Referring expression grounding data
------------------------------------------------------------------------

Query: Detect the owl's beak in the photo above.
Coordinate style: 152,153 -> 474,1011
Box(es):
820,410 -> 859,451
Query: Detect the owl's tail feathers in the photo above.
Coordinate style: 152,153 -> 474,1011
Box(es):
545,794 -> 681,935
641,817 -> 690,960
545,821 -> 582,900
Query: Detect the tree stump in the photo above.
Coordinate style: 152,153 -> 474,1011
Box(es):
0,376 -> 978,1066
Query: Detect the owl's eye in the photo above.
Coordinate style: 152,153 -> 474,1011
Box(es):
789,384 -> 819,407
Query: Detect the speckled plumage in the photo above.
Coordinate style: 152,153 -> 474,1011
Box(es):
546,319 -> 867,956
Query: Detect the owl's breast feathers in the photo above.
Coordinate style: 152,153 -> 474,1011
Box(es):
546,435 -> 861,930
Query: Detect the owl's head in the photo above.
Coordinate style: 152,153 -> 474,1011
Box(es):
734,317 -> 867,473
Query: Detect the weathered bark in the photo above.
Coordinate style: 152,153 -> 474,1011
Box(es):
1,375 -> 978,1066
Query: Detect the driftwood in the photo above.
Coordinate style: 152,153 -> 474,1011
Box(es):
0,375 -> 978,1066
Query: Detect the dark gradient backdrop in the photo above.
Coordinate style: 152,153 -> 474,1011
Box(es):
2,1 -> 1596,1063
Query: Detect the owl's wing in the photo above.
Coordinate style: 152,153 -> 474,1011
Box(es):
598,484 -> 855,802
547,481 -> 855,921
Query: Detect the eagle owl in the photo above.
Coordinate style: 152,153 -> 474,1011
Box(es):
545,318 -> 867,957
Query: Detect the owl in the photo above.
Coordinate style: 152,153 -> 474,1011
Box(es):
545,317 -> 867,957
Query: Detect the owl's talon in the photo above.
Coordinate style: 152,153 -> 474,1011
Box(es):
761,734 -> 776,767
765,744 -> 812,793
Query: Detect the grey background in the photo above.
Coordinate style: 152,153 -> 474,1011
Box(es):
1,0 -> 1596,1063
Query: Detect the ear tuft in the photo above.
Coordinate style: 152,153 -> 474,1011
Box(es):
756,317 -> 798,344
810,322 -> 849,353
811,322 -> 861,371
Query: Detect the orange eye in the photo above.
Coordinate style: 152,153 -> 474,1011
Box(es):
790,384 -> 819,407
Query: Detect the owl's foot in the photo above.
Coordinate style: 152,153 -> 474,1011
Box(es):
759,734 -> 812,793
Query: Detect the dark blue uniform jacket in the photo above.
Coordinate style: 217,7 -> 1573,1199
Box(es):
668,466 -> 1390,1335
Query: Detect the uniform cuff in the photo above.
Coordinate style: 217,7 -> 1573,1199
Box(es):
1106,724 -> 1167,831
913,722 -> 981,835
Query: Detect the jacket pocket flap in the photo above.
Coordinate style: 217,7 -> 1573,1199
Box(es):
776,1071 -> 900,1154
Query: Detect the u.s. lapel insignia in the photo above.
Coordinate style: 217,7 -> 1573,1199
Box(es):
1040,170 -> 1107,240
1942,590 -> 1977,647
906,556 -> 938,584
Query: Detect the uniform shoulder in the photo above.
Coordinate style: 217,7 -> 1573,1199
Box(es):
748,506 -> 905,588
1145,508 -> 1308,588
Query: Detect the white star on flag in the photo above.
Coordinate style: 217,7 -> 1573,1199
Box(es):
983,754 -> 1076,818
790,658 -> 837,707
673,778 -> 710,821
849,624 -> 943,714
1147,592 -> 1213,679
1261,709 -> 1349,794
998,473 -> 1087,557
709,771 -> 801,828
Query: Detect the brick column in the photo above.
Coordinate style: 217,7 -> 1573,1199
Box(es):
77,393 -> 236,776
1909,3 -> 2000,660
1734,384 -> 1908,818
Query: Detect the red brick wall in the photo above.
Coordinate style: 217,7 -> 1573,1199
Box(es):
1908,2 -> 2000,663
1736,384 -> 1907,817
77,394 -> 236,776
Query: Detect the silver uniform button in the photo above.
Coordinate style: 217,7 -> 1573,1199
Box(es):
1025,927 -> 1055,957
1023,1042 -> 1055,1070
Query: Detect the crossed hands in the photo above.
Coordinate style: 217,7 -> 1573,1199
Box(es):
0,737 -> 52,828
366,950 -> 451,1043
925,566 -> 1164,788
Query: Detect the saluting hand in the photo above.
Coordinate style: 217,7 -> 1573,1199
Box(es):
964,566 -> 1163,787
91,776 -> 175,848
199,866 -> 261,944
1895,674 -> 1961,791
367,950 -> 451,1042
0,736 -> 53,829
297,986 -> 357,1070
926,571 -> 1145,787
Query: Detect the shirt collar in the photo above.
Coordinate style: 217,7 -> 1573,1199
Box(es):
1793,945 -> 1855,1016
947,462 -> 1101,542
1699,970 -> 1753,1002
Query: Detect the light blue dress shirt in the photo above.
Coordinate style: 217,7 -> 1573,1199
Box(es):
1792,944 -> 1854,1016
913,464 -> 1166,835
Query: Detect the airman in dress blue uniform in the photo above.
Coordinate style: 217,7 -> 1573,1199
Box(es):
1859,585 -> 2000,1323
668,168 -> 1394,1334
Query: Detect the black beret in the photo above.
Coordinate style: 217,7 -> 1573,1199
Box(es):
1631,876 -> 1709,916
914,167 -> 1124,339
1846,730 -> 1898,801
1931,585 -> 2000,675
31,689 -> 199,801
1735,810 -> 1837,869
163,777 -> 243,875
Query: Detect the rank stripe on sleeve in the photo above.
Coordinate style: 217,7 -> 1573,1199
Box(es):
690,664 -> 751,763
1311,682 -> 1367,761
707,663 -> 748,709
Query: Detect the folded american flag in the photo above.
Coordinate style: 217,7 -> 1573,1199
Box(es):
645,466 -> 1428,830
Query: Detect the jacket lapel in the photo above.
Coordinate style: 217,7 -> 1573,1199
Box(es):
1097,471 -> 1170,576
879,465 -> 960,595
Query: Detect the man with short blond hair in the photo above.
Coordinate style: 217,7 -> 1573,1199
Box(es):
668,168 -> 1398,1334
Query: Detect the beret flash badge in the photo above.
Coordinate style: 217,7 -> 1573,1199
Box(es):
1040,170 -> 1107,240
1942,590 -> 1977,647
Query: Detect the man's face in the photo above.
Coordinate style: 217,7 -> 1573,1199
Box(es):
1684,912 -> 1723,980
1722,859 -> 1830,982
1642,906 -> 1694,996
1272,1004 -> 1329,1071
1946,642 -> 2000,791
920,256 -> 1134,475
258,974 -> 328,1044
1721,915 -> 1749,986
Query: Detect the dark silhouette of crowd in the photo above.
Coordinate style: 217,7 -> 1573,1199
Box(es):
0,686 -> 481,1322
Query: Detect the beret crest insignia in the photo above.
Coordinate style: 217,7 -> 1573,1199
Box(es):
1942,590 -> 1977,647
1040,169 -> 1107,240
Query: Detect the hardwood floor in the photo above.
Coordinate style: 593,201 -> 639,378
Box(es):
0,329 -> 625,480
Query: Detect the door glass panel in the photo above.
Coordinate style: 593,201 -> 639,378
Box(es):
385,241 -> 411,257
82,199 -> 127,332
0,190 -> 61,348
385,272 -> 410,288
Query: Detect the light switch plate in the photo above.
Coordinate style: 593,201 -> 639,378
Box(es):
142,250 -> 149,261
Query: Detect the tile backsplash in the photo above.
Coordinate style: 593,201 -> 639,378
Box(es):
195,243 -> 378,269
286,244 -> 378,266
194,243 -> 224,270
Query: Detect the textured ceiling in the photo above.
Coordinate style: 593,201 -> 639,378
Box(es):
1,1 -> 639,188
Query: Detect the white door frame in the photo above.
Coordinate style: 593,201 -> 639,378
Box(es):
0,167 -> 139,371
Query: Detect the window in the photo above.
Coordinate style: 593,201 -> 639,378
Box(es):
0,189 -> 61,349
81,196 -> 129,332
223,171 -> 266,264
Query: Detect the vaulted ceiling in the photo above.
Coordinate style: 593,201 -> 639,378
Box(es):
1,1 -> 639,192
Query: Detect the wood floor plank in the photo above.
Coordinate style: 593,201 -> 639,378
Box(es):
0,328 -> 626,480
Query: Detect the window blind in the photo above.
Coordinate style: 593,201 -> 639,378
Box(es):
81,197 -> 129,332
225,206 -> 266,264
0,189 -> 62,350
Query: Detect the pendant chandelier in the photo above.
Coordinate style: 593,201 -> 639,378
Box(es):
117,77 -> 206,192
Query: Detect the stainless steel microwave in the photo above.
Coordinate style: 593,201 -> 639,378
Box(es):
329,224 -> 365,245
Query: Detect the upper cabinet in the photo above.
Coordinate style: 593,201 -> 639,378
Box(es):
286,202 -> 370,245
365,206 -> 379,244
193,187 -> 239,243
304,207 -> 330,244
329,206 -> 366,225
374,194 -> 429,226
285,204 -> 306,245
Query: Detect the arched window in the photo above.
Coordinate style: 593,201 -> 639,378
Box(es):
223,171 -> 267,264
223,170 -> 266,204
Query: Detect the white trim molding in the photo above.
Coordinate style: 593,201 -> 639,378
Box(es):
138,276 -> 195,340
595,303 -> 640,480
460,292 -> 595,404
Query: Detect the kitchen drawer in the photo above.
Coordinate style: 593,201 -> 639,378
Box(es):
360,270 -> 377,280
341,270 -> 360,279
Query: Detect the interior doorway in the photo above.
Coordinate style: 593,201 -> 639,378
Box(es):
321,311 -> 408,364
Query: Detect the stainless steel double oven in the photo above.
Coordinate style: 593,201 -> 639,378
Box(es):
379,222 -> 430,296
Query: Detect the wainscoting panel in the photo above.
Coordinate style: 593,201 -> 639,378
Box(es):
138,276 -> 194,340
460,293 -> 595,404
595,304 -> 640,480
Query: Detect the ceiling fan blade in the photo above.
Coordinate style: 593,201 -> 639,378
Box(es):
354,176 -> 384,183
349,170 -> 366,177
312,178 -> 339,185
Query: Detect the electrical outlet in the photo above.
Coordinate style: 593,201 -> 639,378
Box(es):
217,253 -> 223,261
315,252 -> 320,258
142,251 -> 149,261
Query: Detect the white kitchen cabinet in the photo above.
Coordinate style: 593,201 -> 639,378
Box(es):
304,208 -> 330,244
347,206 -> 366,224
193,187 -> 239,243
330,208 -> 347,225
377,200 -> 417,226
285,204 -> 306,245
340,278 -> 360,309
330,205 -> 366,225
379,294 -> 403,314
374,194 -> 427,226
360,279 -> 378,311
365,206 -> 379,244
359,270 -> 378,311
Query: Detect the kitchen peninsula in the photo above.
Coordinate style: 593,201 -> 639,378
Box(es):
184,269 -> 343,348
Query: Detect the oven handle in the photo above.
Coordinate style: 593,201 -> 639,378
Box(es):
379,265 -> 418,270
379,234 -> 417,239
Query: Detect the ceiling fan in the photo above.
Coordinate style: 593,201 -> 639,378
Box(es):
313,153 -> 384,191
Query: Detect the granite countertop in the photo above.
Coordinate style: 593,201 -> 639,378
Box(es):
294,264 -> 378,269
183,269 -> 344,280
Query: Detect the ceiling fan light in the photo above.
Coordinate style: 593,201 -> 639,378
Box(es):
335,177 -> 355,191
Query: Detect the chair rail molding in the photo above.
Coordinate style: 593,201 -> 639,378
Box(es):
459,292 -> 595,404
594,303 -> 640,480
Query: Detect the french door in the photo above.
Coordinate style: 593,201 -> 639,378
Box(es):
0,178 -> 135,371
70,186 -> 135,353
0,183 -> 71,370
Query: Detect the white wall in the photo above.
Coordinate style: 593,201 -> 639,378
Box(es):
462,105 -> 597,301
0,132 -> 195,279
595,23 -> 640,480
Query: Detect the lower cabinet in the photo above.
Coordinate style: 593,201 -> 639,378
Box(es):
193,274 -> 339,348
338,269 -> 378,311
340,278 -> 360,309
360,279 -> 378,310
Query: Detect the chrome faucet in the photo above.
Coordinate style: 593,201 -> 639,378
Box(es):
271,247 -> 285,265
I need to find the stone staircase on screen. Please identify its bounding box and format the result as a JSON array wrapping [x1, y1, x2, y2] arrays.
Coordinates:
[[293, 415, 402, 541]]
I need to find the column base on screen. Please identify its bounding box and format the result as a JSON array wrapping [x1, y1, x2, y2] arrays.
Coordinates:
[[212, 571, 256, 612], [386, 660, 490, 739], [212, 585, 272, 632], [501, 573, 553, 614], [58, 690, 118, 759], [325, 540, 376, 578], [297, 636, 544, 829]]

------------------------------------------------------------------------

__WHAT NEEDS TO BE DONE__: Exactly one number is the answer: how many lines of the entries contain the string "light".

__RESULT OF THIS EXERCISE__: 3